● Task requirements
Which lines in the material below contain the string "dress"? Pull out every such line in full. The match is case-sensitive.
- - - - -
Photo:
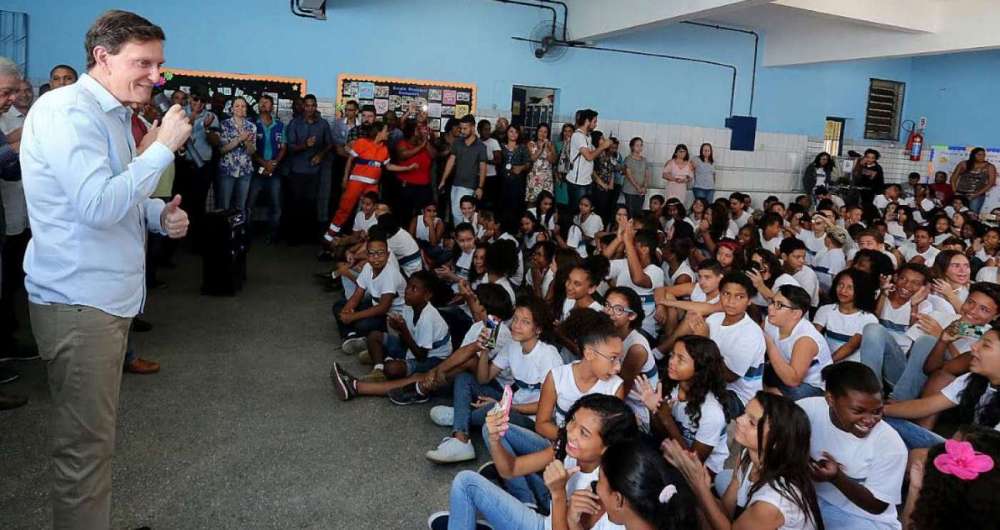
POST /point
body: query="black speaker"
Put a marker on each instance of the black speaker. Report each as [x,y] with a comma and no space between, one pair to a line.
[744,132]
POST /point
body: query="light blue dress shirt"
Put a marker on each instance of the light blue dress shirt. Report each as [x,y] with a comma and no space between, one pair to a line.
[88,200]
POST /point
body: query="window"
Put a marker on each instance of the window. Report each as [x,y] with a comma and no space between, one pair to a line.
[833,136]
[885,104]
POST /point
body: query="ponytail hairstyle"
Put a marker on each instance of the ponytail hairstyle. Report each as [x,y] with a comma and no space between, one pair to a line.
[708,375]
[617,421]
[634,304]
[587,327]
[636,470]
[784,455]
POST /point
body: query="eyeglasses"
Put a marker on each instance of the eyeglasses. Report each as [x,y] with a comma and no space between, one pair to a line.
[613,359]
[618,310]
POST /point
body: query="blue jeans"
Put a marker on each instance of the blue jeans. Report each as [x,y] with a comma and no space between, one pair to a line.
[702,193]
[880,352]
[359,327]
[472,493]
[520,441]
[271,185]
[836,519]
[913,435]
[231,193]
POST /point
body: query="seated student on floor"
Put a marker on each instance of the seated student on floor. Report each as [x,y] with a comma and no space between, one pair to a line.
[428,230]
[740,340]
[529,357]
[796,352]
[421,342]
[843,321]
[593,424]
[686,406]
[488,301]
[639,270]
[941,351]
[703,299]
[772,485]
[625,309]
[974,394]
[859,460]
[380,289]
[595,373]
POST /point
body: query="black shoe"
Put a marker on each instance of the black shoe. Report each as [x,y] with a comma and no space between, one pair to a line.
[8,374]
[16,353]
[140,326]
[8,401]
[408,395]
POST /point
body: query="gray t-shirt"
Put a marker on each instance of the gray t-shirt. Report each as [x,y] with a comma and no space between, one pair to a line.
[704,175]
[467,160]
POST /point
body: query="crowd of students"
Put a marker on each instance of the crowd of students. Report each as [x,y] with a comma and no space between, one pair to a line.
[713,365]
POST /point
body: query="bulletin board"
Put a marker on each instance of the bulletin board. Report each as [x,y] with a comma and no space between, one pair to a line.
[946,157]
[440,99]
[250,86]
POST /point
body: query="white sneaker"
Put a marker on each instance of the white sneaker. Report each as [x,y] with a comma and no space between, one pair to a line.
[443,416]
[354,346]
[452,450]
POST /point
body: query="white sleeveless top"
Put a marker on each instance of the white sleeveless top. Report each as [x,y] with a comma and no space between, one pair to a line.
[567,393]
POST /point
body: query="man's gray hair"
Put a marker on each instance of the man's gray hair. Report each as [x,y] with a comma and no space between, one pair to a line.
[8,68]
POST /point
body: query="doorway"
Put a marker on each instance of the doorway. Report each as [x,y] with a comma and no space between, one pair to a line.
[530,106]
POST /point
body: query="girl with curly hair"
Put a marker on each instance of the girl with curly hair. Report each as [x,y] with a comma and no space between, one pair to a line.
[771,487]
[685,406]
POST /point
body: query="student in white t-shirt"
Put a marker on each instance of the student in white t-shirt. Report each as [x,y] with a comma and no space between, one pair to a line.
[380,288]
[420,341]
[637,489]
[793,256]
[796,352]
[595,423]
[638,270]
[771,486]
[860,460]
[688,409]
[843,321]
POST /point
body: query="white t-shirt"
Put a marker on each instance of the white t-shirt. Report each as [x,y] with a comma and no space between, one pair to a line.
[877,461]
[839,327]
[743,350]
[954,394]
[711,429]
[567,391]
[810,282]
[430,331]
[388,281]
[492,146]
[795,518]
[406,251]
[528,369]
[503,339]
[362,223]
[582,168]
[910,251]
[622,278]
[589,226]
[806,331]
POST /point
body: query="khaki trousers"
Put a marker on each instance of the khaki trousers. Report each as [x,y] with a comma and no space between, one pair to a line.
[83,349]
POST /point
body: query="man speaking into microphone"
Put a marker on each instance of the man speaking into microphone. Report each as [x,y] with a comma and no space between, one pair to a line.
[88,188]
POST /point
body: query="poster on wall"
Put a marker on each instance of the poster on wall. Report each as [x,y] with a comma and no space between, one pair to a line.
[440,99]
[946,157]
[250,86]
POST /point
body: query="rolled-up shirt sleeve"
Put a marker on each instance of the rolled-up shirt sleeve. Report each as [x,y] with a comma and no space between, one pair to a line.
[79,155]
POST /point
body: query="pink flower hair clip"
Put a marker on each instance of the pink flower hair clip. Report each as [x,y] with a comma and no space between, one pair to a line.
[961,460]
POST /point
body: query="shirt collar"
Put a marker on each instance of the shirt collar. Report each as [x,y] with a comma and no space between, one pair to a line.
[104,98]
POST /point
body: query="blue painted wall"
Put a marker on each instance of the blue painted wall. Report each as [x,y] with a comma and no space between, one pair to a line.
[469,41]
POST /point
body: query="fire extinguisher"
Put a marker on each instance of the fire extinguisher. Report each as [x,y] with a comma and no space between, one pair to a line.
[915,142]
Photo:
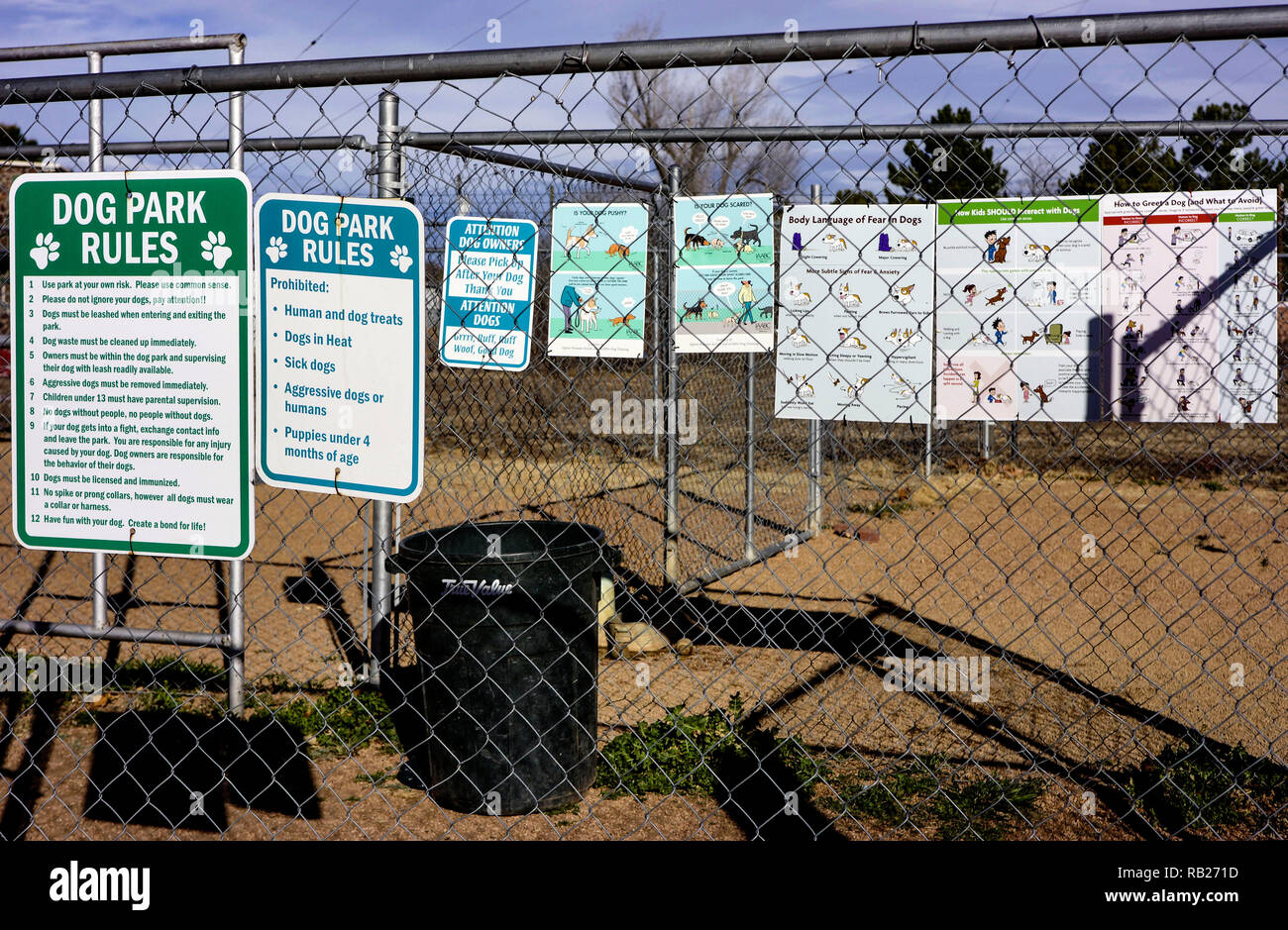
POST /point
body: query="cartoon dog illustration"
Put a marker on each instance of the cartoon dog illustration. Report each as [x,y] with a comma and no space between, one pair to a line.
[695,311]
[803,386]
[902,292]
[579,244]
[694,241]
[853,390]
[798,295]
- - - - -
● The response
body: query="light blue dress shirt"
Put a marker on each instance of the light blue dress shirt. Report each as [x,y] with a comma and no space between, one pair to a line.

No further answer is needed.